#### [Provided information]

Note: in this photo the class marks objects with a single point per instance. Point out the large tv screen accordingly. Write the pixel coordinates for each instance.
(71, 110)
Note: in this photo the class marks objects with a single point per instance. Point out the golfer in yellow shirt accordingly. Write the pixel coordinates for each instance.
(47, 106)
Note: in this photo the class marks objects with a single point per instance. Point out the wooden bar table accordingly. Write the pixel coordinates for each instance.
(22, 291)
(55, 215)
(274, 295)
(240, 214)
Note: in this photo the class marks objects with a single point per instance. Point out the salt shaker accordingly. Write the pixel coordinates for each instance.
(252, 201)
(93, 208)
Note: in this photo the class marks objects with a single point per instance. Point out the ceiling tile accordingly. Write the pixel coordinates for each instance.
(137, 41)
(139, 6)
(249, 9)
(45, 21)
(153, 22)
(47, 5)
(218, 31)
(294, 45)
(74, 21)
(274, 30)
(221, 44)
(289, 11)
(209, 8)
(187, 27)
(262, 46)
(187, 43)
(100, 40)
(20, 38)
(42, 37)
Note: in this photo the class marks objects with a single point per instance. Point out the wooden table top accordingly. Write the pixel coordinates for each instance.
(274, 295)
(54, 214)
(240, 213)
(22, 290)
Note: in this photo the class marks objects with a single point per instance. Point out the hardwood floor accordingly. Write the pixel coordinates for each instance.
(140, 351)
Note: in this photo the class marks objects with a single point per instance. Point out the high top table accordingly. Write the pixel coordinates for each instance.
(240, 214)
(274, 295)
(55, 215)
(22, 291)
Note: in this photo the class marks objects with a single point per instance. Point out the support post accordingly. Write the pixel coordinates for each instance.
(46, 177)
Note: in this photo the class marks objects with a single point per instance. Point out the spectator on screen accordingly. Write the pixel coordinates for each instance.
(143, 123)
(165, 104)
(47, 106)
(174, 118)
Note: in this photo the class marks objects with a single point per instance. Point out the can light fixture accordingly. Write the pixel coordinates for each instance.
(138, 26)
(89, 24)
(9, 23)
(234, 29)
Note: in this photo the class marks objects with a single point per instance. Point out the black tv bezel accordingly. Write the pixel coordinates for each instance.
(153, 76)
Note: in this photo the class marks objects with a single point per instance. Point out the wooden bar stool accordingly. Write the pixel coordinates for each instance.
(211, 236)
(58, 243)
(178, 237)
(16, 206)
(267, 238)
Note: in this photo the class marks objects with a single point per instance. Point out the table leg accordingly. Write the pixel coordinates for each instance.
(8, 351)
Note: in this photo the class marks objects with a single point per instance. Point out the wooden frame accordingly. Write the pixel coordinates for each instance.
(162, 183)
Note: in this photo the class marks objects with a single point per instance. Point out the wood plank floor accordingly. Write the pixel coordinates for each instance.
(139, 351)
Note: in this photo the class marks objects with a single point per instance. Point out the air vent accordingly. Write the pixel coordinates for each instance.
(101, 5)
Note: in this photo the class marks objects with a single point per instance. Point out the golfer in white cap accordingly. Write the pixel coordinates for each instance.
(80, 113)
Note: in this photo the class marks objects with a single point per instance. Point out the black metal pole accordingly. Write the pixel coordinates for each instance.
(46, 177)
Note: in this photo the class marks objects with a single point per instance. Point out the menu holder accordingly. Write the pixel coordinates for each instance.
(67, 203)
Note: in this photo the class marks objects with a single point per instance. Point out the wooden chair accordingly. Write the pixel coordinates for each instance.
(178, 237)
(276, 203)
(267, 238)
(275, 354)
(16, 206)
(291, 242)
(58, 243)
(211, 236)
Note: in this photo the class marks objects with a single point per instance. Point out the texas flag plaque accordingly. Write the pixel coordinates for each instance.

#### [What you should do]
Convert every line of the listing above into a Markdown table with the columns "Row" and "Line", numbering the rows and omitting any blank lines.

#### [Response to this task]
| Row | Line |
|---|---|
| 1 | Note: in this photo the class marks objects with a single point per instance. Point out the large tv screen accordingly. Write the pixel coordinates for each instance. |
| 2 | (71, 110) |
| 3 | Note: in this photo the class marks objects with a single point per instance. Point out the golfer in yellow shirt accordingly. Write the pixel coordinates for each instance. |
| 4 | (47, 106) |
| 5 | Note: in this photo the class marks objects with a single point per instance. Point out the wooden bar table accordingly. Write the pixel coordinates for each instance. |
| 6 | (22, 291) |
| 7 | (55, 215) |
| 8 | (274, 295) |
| 9 | (240, 214) |
| 10 | Note: in this photo the class marks objects with a single point per instance. Point out the salt shaker accordingly. Write the pixel coordinates for each instance. |
| 11 | (252, 201) |
| 12 | (93, 208) |
| 13 | Note: in this photo the class marks objects with a single point per instance. Point out the ceiling tile accordingly. Write the pixel coordinates for each instance. |
| 14 | (137, 41) |
| 15 | (139, 6) |
| 16 | (249, 9) |
| 17 | (45, 21) |
| 18 | (153, 22) |
| 19 | (47, 5) |
| 20 | (218, 31) |
| 21 | (294, 45) |
| 22 | (74, 21) |
| 23 | (274, 30) |
| 24 | (221, 44) |
| 25 | (289, 11) |
| 26 | (209, 8) |
| 27 | (187, 27) |
| 28 | (262, 46) |
| 29 | (187, 43) |
| 30 | (100, 40) |
| 31 | (20, 38) |
| 32 | (42, 37) |
| 33 | Note: in this photo the class marks objects with a single point per instance. Point out the wooden table top accordingly. Write the pixel coordinates for each instance. |
| 34 | (274, 295) |
| 35 | (54, 214) |
| 36 | (240, 213) |
| 37 | (22, 290) |
| 38 | Note: in this photo the class marks objects with a single point per instance. Point out the hardwood floor accordingly. Write the pixel coordinates for each instance. |
| 39 | (140, 351) |
| 40 | Note: in this photo the class marks objects with a single point per instance. Point out the high top table accordingly. Write the pixel coordinates for each instance. |
| 41 | (240, 214) |
| 42 | (274, 295) |
| 43 | (55, 215) |
| 44 | (22, 291) |
| 45 | Note: in this photo the class marks objects with a single point per instance. Point out the support post accordingly. Write the pixel coordinates for each instance. |
| 46 | (46, 177) |
| 47 | Note: in this photo the class marks objects with a single point per instance. Point out the spectator on screen accordingly. Write the pixel coordinates for each instance. |
| 48 | (143, 123) |
| 49 | (165, 104) |
| 50 | (47, 106) |
| 51 | (174, 118) |
| 52 | Note: in this photo the class marks objects with a single point per instance. Point out the can light fixture accordingly. Write the pixel coordinates for each instance. |
| 53 | (138, 26) |
| 54 | (89, 24) |
| 55 | (9, 23) |
| 56 | (234, 29) |
| 57 | Note: in this photo the class marks objects with a single point per instance. Point out the black tv bezel accordingly. Write the pixel coordinates for each instance. |
| 58 | (153, 76) |
| 59 | Note: in this photo the class marks objects with a single point per instance. Point out the wooden bar stool accordingly. Write the pixel coordinates for each instance. |
| 60 | (211, 236) |
| 61 | (58, 243) |
| 62 | (178, 237) |
| 63 | (16, 206) |
| 64 | (267, 238) |
| 65 | Note: in this photo the class marks objects with a single point per instance. Point out the table leg accordingly. Write the pixel coordinates for each instance. |
| 66 | (8, 351) |
| 67 | Note: in this photo the class marks objects with a single point per instance. Point out the wooden frame accordingly. Write the pixel coordinates for each instance. |
| 68 | (162, 183) |
| 69 | Note: in this photo the class marks objects with a single point per instance. Point out the wood plank floor accordingly. Write the pixel coordinates for each instance. |
| 70 | (139, 351) |
| 71 | Note: in this photo the class marks objects with a single point per instance. Point out the air vent accordingly. Write the pixel coordinates for each instance. |
| 72 | (101, 5) |
| 73 | Note: in this photo the class marks objects with a single point per instance. Point out the golfer in white cap accordingly. Write the pixel coordinates for each instance. |
| 74 | (80, 113) |
| 75 | Note: in this photo the class marks objects with a single point per instance. Point out the black metal pole accordingly. Write the pixel coordinates for each instance. |
| 76 | (46, 177) |
| 77 | Note: in this photo the class marks objects with a single point per instance. Point out the menu holder accordingly. Write the pixel coordinates for each instance. |
| 78 | (67, 203) |
| 79 | Note: in this photo the class marks objects with a single point per instance. Point out the wooden chair accordingly. Write the pixel coordinates for each instance. |
| 80 | (178, 237) |
| 81 | (276, 203) |
| 82 | (267, 238) |
| 83 | (275, 354) |
| 84 | (16, 206) |
| 85 | (291, 242) |
| 86 | (58, 243) |
| 87 | (211, 236) |
| 88 | Note: in this photo the class marks objects with a single point per instance. Point out the texas flag plaque accordingly. Write the pixel coordinates for each instance. |